→ Given task: Edit the records from the first line through the line containing "x=310, y=243": change "closet door" to "wardrobe door" and leave everything else unchanged. Return only those lines.

* start Input for this task *

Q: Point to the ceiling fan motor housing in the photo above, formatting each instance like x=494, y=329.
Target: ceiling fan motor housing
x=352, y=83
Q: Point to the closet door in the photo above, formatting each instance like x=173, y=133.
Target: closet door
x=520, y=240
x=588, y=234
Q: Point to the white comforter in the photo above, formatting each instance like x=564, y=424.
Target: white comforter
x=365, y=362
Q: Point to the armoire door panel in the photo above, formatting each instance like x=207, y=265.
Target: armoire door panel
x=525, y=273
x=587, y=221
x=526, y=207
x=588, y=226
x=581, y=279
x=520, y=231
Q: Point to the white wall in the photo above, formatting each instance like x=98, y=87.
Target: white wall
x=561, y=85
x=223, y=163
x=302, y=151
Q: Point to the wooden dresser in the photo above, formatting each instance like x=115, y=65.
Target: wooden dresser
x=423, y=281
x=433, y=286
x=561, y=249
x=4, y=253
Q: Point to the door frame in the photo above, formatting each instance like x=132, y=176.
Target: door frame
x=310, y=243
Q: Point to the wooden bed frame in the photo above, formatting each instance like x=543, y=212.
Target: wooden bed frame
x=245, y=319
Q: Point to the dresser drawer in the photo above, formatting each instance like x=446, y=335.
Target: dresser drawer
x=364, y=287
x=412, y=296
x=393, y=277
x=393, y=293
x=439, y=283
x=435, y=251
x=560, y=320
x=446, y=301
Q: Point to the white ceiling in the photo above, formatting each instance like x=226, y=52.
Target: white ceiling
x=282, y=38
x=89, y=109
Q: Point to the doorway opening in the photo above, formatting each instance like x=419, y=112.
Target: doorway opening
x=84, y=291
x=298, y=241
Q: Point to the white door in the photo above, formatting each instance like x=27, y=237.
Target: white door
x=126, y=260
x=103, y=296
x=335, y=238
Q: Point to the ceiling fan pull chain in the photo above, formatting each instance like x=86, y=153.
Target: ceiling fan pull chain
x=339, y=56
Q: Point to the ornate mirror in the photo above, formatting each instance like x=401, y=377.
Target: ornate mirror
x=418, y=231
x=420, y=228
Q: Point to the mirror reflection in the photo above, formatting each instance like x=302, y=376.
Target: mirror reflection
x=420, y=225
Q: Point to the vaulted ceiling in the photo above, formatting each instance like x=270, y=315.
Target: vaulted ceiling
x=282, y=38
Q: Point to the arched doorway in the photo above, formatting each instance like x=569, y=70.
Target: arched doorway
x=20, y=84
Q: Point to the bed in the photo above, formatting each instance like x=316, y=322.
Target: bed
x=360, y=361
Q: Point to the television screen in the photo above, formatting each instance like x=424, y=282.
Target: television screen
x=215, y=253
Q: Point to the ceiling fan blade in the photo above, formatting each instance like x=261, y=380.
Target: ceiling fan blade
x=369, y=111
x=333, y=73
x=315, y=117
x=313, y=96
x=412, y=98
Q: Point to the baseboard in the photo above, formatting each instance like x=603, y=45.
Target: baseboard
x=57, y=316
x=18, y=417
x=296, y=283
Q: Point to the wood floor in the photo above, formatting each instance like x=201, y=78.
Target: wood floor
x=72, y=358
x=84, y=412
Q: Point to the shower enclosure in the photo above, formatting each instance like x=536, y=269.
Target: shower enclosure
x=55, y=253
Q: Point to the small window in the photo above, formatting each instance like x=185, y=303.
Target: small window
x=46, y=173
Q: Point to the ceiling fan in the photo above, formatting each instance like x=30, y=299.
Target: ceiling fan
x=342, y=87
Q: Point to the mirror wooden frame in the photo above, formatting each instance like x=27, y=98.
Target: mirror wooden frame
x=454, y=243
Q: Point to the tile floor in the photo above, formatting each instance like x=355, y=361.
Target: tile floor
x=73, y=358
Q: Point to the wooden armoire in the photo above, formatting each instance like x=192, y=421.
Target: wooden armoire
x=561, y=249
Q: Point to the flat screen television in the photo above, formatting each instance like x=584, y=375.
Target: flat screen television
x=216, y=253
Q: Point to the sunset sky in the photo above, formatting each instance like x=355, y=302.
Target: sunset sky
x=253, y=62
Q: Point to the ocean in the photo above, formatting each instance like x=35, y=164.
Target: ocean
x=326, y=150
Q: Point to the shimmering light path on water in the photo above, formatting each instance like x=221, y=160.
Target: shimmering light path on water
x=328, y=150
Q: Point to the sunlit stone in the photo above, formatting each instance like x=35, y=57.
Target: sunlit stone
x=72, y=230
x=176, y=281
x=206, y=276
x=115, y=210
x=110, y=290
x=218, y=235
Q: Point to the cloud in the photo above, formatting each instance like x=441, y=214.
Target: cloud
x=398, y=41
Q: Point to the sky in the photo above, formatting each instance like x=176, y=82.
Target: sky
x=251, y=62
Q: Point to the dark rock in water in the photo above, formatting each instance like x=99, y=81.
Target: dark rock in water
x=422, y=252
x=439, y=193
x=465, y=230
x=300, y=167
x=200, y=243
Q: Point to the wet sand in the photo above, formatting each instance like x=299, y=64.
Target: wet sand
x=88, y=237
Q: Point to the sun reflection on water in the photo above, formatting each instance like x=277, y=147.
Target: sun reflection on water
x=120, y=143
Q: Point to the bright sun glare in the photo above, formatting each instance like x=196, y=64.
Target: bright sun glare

* end Input for this task *

→ Output of the exercise:
Q: Point to the ceiling fan motor housing in the photo above, formatting each instance like x=494, y=329.
Target: ceiling fan motor housing
x=352, y=83
Q: Point to the wardrobe door in the photo above, formatting each instance like x=173, y=133.
Target: wardrobe door
x=520, y=240
x=588, y=234
Q: Point to the white comforter in the photo above, formatting each instance like x=564, y=424.
Target: white comforter
x=365, y=362
Q: Point to the armoire door panel in the photo above, formatting each instance like x=207, y=265.
Target: armoire door panel
x=525, y=273
x=587, y=221
x=526, y=207
x=588, y=226
x=581, y=279
x=520, y=231
Q: Point to the white wall in the photo above, formatting each instance like x=98, y=87.
Target: white wall
x=561, y=85
x=223, y=163
x=302, y=151
Q: Point to the wooden dresser in the photo above, formatting each instance like x=115, y=65.
Target: wooden dresser
x=423, y=281
x=433, y=286
x=561, y=249
x=4, y=253
Q: Point to the door frame in the photo above, formatting each instance like x=132, y=176.
Target: door frame
x=310, y=243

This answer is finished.